#### WHAT THE EXERCISE ASKS:
The records below must be output exactly, without pictures.

#### DATA LISTING:

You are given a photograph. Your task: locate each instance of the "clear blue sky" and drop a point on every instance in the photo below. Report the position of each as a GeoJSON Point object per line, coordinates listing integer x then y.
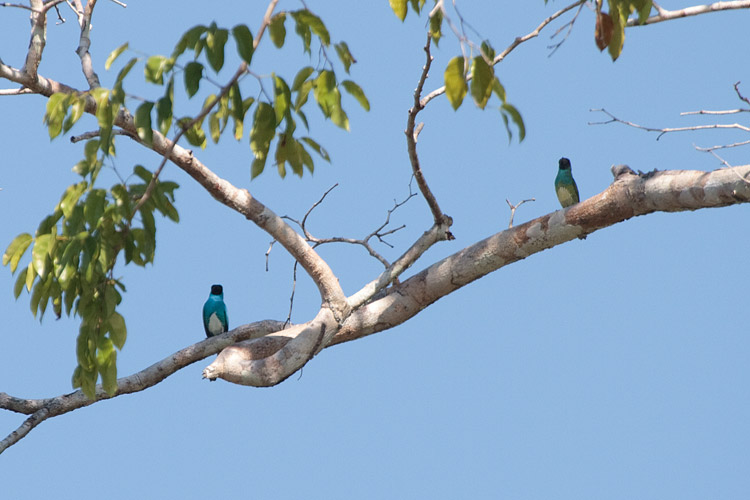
{"type": "Point", "coordinates": [614, 367]}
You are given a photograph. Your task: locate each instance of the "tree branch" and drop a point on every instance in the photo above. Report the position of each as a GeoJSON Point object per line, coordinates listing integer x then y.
{"type": "Point", "coordinates": [518, 41]}
{"type": "Point", "coordinates": [667, 15]}
{"type": "Point", "coordinates": [631, 195]}
{"type": "Point", "coordinates": [411, 143]}
{"type": "Point", "coordinates": [42, 409]}
{"type": "Point", "coordinates": [85, 43]}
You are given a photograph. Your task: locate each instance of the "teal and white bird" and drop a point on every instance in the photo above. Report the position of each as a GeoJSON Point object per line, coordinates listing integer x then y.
{"type": "Point", "coordinates": [565, 185]}
{"type": "Point", "coordinates": [215, 319]}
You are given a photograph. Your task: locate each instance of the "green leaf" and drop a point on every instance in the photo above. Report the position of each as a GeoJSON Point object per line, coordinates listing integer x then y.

#### FULL RESPONSE:
You are given a photograph. Your task: locate each instance of the "clear blue sky" and drop a point on every instance in the photo below. Report the position of each as a GeoJSON Point object per line, coordinates listing integer x then y.
{"type": "Point", "coordinates": [614, 367]}
You are given a photograph. Your task: locate each instance of the "tree branch" and drop a point on every instance in the photo above. Report the position of each as a GeoJSON Point object per line, coordinates listing integer x then y.
{"type": "Point", "coordinates": [518, 41]}
{"type": "Point", "coordinates": [667, 15]}
{"type": "Point", "coordinates": [631, 195]}
{"type": "Point", "coordinates": [411, 143]}
{"type": "Point", "coordinates": [42, 409]}
{"type": "Point", "coordinates": [85, 43]}
You are given a photograph. Your task: locate each instance of the "teal and white bird" and drop a point on every instance in the photo above. Report the position of each as a GeoJSON Point object per line, coordinates listing integer x then y.
{"type": "Point", "coordinates": [565, 185]}
{"type": "Point", "coordinates": [215, 319]}
You are given a photograph. Your task: locate each instance of the "green leaf" and drop a point on every instance in the photo above. Report the position of each as a GeoJSON Point object per line, coordinates listing integer x then y.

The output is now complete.